Work instruction:
Of all the lines below, return only those starting with the line holding "pixel 202 238" and going on through the line holding "pixel 17 180", exactly as written.

Referring expression pointing data:
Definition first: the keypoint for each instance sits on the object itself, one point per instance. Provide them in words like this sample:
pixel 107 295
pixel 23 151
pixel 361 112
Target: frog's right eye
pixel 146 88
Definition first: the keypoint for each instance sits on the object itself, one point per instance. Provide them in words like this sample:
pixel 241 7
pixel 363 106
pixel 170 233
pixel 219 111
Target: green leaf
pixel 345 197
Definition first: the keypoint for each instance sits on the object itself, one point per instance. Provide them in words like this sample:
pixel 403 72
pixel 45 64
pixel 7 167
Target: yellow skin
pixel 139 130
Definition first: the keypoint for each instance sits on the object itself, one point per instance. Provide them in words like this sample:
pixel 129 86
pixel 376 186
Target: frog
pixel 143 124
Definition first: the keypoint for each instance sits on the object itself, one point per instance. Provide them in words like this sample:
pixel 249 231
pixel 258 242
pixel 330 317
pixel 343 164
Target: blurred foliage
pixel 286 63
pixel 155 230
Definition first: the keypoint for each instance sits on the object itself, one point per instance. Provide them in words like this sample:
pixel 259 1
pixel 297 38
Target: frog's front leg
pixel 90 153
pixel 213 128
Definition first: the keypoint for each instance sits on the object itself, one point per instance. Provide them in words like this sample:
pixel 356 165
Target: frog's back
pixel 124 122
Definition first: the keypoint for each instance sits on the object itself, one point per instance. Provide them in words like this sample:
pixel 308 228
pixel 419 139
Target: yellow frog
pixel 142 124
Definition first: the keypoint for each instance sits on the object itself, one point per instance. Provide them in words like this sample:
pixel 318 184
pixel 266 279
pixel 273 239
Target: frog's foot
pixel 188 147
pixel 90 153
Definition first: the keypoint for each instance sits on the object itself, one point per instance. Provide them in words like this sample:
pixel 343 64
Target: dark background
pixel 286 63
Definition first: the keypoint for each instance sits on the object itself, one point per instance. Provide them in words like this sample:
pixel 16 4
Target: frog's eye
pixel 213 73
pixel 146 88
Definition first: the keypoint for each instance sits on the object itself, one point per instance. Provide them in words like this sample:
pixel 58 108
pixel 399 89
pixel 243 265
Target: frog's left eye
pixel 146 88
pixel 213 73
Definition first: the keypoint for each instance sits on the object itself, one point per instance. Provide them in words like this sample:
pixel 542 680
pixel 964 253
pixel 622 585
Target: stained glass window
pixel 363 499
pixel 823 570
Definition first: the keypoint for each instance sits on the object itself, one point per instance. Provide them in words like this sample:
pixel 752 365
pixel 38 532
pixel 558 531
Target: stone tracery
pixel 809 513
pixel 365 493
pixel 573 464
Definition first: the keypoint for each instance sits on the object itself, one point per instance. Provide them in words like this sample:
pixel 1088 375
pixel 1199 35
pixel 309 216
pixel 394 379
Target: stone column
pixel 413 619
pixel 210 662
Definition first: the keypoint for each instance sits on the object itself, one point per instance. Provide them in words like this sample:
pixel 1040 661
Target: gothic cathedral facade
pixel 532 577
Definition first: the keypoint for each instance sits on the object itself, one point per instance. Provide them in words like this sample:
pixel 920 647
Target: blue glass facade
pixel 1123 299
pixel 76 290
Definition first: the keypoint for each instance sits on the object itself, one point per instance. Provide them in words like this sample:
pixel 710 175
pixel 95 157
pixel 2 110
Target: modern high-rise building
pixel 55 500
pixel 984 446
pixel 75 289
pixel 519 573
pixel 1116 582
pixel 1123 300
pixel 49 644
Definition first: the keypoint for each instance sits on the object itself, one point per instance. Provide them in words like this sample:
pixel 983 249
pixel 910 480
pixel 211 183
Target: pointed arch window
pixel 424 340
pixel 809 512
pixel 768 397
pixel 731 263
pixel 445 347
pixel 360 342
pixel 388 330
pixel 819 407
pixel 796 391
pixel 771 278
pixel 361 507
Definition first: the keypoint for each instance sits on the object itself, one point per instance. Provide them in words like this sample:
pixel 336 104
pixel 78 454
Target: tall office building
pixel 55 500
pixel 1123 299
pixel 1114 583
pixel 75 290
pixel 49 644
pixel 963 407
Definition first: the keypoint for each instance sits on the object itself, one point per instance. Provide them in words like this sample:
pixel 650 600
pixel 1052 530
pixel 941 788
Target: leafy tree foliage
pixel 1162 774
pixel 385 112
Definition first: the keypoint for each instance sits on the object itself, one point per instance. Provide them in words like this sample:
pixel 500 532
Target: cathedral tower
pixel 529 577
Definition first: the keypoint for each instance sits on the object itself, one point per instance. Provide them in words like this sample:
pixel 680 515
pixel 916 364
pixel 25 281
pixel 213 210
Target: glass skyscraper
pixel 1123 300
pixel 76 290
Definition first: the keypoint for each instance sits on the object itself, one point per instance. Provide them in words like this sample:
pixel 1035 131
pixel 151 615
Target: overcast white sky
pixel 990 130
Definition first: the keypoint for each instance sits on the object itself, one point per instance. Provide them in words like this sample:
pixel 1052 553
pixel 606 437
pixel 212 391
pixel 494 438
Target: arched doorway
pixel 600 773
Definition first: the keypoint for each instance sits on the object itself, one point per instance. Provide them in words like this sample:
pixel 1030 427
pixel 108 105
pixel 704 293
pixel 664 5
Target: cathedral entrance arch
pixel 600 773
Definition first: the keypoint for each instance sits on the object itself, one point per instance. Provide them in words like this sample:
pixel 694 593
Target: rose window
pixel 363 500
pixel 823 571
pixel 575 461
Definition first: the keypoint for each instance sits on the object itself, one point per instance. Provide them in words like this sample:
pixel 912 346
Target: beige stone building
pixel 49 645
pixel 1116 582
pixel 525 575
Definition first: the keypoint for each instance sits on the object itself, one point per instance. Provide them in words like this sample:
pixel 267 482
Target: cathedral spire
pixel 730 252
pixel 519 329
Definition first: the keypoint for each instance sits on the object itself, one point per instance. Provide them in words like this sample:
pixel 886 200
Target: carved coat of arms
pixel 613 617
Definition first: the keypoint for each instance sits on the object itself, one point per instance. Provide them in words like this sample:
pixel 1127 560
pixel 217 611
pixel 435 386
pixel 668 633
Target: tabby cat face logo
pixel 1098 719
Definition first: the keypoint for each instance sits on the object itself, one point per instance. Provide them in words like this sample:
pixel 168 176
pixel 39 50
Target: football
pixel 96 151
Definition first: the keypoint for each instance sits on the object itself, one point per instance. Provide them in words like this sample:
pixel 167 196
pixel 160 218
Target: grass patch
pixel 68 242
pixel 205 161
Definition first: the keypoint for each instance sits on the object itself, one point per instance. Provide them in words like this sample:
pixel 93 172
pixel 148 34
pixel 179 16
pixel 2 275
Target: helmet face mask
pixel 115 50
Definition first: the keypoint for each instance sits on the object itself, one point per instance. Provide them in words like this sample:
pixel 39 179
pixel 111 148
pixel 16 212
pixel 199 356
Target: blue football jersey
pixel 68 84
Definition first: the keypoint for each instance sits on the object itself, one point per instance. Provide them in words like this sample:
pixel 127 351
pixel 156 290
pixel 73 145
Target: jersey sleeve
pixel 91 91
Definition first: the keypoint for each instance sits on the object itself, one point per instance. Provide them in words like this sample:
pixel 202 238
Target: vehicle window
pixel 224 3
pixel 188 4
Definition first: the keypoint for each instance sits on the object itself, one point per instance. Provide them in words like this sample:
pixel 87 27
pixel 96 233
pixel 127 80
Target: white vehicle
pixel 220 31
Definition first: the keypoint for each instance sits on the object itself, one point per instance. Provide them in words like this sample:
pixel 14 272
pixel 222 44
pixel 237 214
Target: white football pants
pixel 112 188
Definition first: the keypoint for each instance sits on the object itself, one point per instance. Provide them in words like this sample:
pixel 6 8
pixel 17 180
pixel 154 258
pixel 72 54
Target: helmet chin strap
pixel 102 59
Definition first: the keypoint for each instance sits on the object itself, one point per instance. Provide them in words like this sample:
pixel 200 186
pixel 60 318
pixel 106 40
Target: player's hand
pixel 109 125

Response for this exercise:
pixel 202 238
Target: vehicle window
pixel 224 3
pixel 188 4
Definition first: the keypoint for each instance sits on the object itself, one point per instance. Provide them in words like this sample:
pixel 87 27
pixel 96 233
pixel 127 80
Target: white vehicle
pixel 220 31
Definition first: the keypoint for each instance sits on the object itself, one point per instance. Provide them in words like this sample:
pixel 14 272
pixel 222 44
pixel 237 214
Target: white football pants
pixel 112 188
Definition first: the keypoint for each instance sits on the object itself, one point per instance. Provide them in words like this sample:
pixel 6 8
pixel 17 180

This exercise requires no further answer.